Bruno Latour :   Climat « Tout le monde se sent trahi, on comprend bien que ce modèle n’est plus possible »

Jusqu’à présent, les « classes » ont toujours été organisées et définies selon les rapports de production. Depuis le milieu du 19e siècle, tous les débats politiques s’articulent autour de deux questions fondamentales : comment développer les forces productives ? Comment partager et répartir les fruits issus de cette production ? Les libéraux, les sociaux-démocrates et les communistes se sont tous inscrits et affrontés dans ce même cadre de discussion. On s’aperçoit désormais que tout cela dépendait du charbon et du pétrole, et que ce « pacte » politique était donc fondé sur une circulation matérielle qui n’est plus viable. Tout le monde s’arrache désormais les cheveux face à cette nouvelle réalité – c’est ce que j’appelle le « nouveau régime climatique ». Cette situation appelle à formuler de nouvelles catégories politiques, un chantier actuellement en cours.

- [Énoncé 1] Dans le texte sur le nouveau régime climatique, remplacez « charbon » par « gaz » dans le passage qui commence à « Jusqu’à présent, les » et se termine à « actuellement en cours. », puis recopiez ce passage.
- [Énoncé 2] Reprenez le texte sur le nouveau régime climatique après sa dernière phrase et poursuivez-le.
Le matériel qui suit n'a aucun rapport avec le texte.

- [Données fournies]

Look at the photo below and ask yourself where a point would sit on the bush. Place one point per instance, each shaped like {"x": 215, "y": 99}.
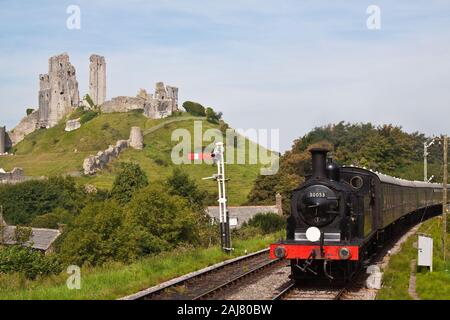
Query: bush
{"x": 130, "y": 179}
{"x": 88, "y": 116}
{"x": 157, "y": 221}
{"x": 181, "y": 185}
{"x": 89, "y": 101}
{"x": 27, "y": 261}
{"x": 52, "y": 220}
{"x": 267, "y": 222}
{"x": 93, "y": 237}
{"x": 194, "y": 108}
{"x": 105, "y": 126}
{"x": 212, "y": 116}
{"x": 161, "y": 162}
{"x": 152, "y": 222}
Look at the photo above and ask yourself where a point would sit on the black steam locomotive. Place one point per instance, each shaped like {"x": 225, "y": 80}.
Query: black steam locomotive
{"x": 340, "y": 216}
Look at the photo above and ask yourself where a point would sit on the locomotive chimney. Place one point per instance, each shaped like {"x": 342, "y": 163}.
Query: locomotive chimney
{"x": 319, "y": 162}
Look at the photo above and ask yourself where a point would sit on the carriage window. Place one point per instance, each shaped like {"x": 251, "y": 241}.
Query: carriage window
{"x": 357, "y": 182}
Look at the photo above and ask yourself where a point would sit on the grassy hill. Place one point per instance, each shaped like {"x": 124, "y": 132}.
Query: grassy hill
{"x": 53, "y": 151}
{"x": 429, "y": 285}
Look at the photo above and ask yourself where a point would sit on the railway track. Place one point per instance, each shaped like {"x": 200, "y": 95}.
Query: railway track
{"x": 295, "y": 292}
{"x": 205, "y": 284}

- [Réponse rédigée 1]
Jusqu’à présent, les « classes » ont toujours été organisées et définies selon les rapports de production. Depuis le milieu du 19e siècle, tous les débats politiques s’articulent autour de deux questions fondamentales : comment développer les forces productives ? Comment partager et répartir les fruits issus de cette production ? Les libéraux, les sociaux-démocrates et les communistes se sont tous inscrits et affrontés dans ce même cadre de discussion. On s’aperçoit désormais que tout cela dépendait du gaz et du pétrole, et que ce « pacte » politique était donc fondé sur une circulation matérielle qui n’est plus viable. Tout le monde s’arrache désormais les cheveux face à cette nouvelle réalité – c’est ce que j’appelle le « nouveau régime climatique ». Cette situation appelle à formuler de nouvelles catégories politiques, un chantier actuellement en cours.

- [Réponse rédigée 2]
Qu’est-ce que ce « Nouveau régime climatique » ?

C’est cette pression qui s’exerce sur nous face à la certitude que l’on doit revoir toute l’organisation de notre monde matériel. La question climatique fait de l’habitabilité de la planète le problème essentiel, le centre de notre attention politique. Cela devient la question prioritaire, à laquelle toutes les autres questions politiques sont désormais soumises. Le Nouveau régime climatique introduit un renversement complet de cosmogonie, avec la découverte – stupéfiante, il faut bien le reconnaître, pour les modernes que nous sommes – que nous avons des propriétaires et que nous sommes donc des « squatteurs », en quelque sorte.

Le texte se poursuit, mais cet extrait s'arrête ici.